[Excerpts from a detection dataset]
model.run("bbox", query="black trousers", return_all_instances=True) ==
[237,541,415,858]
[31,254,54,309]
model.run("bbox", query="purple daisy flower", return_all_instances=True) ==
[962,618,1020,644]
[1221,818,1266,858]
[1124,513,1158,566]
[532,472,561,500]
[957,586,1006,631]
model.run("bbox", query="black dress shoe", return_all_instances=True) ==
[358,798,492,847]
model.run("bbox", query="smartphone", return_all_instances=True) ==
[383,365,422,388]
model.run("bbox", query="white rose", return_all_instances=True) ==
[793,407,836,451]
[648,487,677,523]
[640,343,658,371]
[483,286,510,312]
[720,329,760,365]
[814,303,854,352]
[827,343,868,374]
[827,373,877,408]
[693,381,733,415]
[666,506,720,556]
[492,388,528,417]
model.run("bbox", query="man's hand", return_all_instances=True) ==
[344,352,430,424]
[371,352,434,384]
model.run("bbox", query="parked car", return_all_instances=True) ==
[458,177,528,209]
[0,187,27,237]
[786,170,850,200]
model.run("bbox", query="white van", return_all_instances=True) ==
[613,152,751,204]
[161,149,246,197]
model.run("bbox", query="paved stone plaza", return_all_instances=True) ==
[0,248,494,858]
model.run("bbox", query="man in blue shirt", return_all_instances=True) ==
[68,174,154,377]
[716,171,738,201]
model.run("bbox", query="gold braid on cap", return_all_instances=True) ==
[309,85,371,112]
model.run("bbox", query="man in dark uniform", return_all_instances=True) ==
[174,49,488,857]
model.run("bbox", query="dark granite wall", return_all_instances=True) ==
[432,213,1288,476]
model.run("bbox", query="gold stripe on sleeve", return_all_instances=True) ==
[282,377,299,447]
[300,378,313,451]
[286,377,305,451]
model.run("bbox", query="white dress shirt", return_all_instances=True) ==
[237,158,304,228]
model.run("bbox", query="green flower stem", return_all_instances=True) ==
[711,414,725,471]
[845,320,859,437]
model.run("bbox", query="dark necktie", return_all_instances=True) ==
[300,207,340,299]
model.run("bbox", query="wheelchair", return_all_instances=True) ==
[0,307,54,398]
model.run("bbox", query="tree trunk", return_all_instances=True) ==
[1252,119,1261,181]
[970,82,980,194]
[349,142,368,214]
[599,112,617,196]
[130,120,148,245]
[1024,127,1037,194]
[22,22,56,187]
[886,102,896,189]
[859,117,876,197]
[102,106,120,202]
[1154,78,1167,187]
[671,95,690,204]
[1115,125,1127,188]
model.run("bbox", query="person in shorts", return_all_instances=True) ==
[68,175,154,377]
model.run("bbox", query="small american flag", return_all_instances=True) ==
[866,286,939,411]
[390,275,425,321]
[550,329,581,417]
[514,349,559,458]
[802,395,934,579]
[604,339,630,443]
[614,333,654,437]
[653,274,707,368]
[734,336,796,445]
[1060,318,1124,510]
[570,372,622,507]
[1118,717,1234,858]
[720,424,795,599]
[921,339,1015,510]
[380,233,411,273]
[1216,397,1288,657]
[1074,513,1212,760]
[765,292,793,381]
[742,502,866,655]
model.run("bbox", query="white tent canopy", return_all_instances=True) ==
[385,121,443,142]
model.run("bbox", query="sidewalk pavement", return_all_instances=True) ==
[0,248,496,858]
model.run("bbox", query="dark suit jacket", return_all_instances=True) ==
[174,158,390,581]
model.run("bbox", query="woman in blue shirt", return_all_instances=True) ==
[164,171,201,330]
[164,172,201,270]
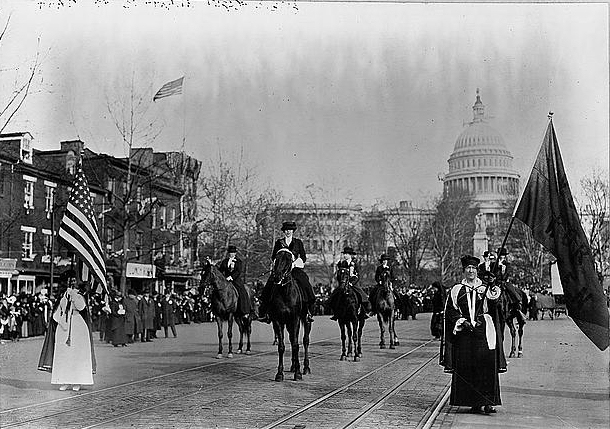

Exercise goal: List each line of the material above that contains the string "shirt", matching uppercase and lowercase exactly.

Exercise output:
model.run("bbox", query="man in blue shirt", return_all_instances=True) ==
model.run("bbox", query="white dress shirt", return_all_instances=True) ==
model.run("bbox", query="woman in blue shirt", return_all_instances=True) ==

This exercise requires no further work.